WHAT IS EXPECTED => State the number of lines in these records holding "collar". Say nothing more.

MATERIALS PROVIDED =>
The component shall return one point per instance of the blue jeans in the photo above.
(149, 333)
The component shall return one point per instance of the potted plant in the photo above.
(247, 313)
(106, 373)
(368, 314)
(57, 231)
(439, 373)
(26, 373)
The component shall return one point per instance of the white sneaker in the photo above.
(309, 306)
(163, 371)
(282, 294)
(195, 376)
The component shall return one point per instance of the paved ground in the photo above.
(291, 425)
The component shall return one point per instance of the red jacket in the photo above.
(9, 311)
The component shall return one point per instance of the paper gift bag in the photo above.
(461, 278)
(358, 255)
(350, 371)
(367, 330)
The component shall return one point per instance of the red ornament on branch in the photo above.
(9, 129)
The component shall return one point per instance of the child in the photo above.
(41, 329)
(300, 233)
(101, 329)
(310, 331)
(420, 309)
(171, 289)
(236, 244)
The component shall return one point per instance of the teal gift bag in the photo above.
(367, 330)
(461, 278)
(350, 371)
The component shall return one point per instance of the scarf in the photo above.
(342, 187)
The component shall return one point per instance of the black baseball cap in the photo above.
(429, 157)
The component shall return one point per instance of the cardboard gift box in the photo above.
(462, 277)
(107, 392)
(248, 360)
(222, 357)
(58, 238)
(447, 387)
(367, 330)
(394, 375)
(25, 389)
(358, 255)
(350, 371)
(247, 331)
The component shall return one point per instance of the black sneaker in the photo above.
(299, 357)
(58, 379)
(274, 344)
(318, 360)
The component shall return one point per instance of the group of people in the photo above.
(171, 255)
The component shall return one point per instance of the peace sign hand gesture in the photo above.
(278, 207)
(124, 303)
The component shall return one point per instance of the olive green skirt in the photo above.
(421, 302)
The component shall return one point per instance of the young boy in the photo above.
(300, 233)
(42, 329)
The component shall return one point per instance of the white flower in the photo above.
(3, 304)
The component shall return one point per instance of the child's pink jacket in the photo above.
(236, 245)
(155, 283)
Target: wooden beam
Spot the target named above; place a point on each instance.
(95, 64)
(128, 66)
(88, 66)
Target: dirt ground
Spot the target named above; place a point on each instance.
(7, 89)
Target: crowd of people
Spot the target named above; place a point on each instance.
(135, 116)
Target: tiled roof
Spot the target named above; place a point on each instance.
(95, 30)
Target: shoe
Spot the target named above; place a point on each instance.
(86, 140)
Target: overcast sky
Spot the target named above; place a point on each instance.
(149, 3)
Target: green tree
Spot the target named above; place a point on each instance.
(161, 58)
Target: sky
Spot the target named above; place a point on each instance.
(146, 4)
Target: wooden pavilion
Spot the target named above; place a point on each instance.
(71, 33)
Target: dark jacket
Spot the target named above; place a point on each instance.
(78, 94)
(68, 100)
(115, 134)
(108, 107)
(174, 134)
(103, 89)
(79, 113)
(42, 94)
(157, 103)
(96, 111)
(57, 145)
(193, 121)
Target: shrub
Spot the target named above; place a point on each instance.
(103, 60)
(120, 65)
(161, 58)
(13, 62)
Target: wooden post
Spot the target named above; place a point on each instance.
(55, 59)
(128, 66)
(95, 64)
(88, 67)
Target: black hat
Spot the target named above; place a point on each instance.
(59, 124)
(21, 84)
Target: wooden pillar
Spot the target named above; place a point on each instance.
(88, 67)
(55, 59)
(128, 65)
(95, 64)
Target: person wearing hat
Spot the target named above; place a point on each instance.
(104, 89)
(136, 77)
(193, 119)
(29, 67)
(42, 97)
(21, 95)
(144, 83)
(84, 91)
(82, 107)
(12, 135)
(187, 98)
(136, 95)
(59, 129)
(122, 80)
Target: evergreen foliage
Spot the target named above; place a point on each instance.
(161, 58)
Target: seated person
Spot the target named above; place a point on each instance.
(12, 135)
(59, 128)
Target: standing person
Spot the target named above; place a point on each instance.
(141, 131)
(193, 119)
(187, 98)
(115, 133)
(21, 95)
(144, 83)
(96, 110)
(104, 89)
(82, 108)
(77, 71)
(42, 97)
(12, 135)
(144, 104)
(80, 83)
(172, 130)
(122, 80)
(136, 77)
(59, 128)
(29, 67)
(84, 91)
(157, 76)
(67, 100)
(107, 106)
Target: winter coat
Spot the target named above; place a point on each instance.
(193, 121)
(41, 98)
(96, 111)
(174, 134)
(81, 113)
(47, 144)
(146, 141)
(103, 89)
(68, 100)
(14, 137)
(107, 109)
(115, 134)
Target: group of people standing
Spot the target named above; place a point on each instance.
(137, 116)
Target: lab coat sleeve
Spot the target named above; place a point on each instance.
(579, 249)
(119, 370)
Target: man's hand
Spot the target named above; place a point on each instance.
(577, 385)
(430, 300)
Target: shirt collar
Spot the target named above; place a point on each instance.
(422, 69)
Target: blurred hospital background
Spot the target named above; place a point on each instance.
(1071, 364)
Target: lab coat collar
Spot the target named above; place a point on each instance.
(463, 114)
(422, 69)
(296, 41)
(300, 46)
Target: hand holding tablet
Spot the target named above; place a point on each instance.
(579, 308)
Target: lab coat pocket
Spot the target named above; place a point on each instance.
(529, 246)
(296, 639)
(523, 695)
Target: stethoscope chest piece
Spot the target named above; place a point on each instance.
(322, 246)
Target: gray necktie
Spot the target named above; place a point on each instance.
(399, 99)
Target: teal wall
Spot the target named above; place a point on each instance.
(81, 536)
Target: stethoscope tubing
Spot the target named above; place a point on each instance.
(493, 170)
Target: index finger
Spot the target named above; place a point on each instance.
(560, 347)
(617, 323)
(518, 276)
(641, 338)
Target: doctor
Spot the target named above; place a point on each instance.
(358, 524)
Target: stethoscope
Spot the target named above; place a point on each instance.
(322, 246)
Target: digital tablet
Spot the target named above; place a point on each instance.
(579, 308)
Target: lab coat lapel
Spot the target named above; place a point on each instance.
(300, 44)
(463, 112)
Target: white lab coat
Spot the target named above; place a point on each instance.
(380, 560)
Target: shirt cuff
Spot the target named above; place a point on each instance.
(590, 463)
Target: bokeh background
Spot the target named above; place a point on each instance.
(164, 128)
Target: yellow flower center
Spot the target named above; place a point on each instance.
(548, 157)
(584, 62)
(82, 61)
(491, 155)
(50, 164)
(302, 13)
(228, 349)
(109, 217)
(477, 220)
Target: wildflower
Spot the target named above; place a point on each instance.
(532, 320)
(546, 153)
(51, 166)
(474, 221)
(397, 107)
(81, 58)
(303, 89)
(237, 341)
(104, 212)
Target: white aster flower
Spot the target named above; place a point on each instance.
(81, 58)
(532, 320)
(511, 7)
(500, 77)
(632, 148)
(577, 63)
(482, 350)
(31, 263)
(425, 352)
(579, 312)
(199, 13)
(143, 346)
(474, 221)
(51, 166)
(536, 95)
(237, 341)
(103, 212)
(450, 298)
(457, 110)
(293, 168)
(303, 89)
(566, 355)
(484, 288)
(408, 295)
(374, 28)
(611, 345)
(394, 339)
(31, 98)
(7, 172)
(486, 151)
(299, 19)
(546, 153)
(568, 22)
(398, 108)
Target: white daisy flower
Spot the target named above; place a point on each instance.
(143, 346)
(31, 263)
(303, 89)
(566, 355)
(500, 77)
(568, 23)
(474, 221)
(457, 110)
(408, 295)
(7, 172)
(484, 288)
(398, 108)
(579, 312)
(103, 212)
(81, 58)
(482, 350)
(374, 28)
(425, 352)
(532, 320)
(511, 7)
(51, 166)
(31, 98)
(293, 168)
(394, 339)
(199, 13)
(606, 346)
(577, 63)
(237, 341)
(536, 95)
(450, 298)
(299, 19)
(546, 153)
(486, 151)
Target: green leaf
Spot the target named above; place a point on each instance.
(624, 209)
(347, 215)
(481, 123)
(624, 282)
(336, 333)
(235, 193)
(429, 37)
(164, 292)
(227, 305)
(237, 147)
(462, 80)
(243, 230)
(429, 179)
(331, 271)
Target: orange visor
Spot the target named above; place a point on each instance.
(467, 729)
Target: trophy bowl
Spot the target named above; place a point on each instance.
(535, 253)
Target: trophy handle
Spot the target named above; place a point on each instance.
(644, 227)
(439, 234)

SOLUTION => 2